### MATERIAL SHOWN:

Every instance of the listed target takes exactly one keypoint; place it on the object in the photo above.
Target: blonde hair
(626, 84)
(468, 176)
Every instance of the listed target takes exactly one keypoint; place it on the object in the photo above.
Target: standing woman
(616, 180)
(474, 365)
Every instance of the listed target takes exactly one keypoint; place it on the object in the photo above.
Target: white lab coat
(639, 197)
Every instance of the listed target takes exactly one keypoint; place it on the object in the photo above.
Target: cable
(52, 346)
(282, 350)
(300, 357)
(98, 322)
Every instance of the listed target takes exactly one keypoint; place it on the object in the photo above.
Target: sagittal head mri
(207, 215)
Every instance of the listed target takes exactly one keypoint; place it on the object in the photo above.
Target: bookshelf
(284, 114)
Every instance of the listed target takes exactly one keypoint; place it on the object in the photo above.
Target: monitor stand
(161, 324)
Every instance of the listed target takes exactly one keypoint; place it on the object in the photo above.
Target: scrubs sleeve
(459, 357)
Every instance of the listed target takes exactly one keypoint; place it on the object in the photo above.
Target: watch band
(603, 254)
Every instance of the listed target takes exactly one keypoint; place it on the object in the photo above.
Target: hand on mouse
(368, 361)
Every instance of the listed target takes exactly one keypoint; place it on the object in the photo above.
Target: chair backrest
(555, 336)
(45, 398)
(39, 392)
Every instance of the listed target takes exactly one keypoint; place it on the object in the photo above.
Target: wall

### WHAT THE TASK REQUIRES:
The material above should be retyped in full, exactly as given.

### OUTPUT BELOW:
Every instance of the listed target takes exactly one keypoint; place it on the object in the photo above.
Target: blonde hair
(626, 84)
(468, 176)
Every instance of the listed target takes exactly one keypoint; place it on the object in the photo above.
Target: standing woman
(616, 180)
(474, 365)
Every instance of the listed target takes exactly one keypoint; place it on the object in the photo above.
Target: white lab coat
(639, 197)
Every instance of the listed target takes exactly one keypoint; place it on the object in the photo above.
Target: cable
(52, 346)
(282, 350)
(300, 357)
(98, 322)
Every instance of the listed target takes exactly one keypoint; place it on the object in the photo above.
Target: sagittal head mri
(207, 215)
Every instance of the listed target takes exactly one keypoint; place it on the object in the photo above.
Target: bookshelf
(284, 114)
Every instance of the listed target takes exactly one keypoint; place it on the object in the photo above.
Target: monitor stand
(161, 324)
Every instance of the listed target takes exactly one keypoint; place it on the object in the photo above.
Target: scrubs sleeve
(459, 357)
Every instance of the listed target takes exactly one keypoint; place it on the object in the photo above.
Target: watch band
(603, 254)
Every instance of the listed target takes exactly one keypoint; place it on the object in the photo above.
Target: hand on mouse
(368, 361)
Every instance of the listed target takes exactly one keypoint; place it on the object in the photo above.
Target: chair backrest
(555, 336)
(45, 398)
(39, 392)
Every instance of the listed target takes exactly one keypoint; place it on the object in the photo above.
Target: wall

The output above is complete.